Data section start

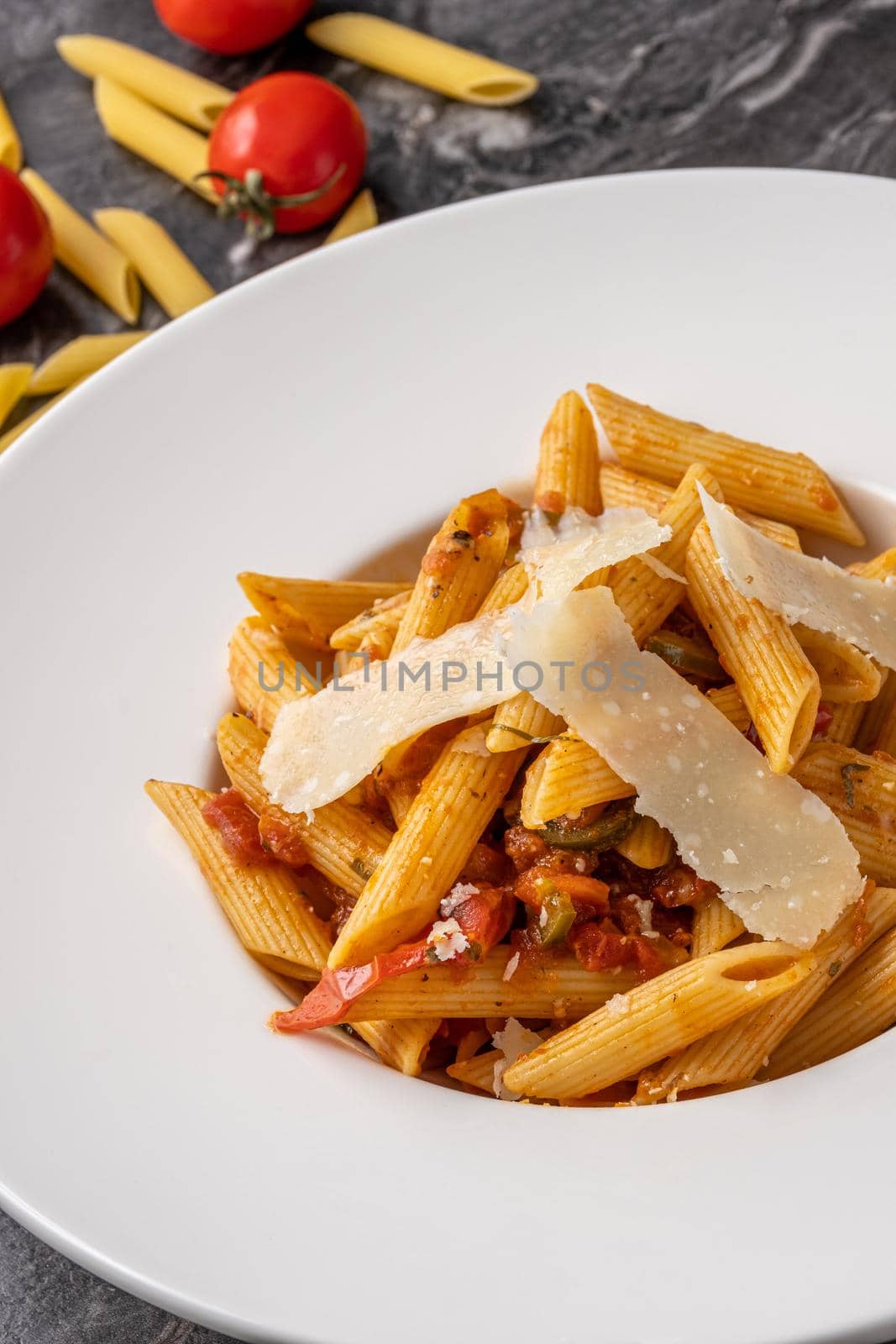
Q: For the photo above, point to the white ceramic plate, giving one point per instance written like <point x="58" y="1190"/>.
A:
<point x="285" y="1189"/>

Data section end
Data section start

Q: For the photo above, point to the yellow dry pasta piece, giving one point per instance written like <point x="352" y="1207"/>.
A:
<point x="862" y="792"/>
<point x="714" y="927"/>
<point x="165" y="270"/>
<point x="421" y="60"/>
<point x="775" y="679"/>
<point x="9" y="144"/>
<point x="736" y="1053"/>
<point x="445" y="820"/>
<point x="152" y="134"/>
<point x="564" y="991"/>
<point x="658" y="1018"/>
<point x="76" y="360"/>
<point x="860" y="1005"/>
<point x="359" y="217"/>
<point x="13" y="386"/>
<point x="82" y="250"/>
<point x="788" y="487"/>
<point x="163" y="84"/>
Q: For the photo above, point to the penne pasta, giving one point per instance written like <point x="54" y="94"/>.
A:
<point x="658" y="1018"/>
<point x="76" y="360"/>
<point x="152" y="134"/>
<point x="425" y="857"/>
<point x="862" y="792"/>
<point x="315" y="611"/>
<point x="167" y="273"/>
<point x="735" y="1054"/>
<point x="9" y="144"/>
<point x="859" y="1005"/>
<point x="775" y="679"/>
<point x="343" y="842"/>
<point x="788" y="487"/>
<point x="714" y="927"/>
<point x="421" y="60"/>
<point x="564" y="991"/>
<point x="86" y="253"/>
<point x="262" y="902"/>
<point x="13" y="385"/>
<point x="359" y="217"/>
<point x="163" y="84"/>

Data section end

Work to be completed – What lines in the listing contain "instance"? Copy them all.

Reply –
Q: For the photo above, point to the white ceramic plate, giving one point per instance written like <point x="58" y="1190"/>.
Q: For the photo above, point to the yellow dry pasta piece, giving one point per instance written like <point x="352" y="1207"/>.
Q: For the photo above, point to the penne pasta, giving one point per instance written like <point x="54" y="94"/>.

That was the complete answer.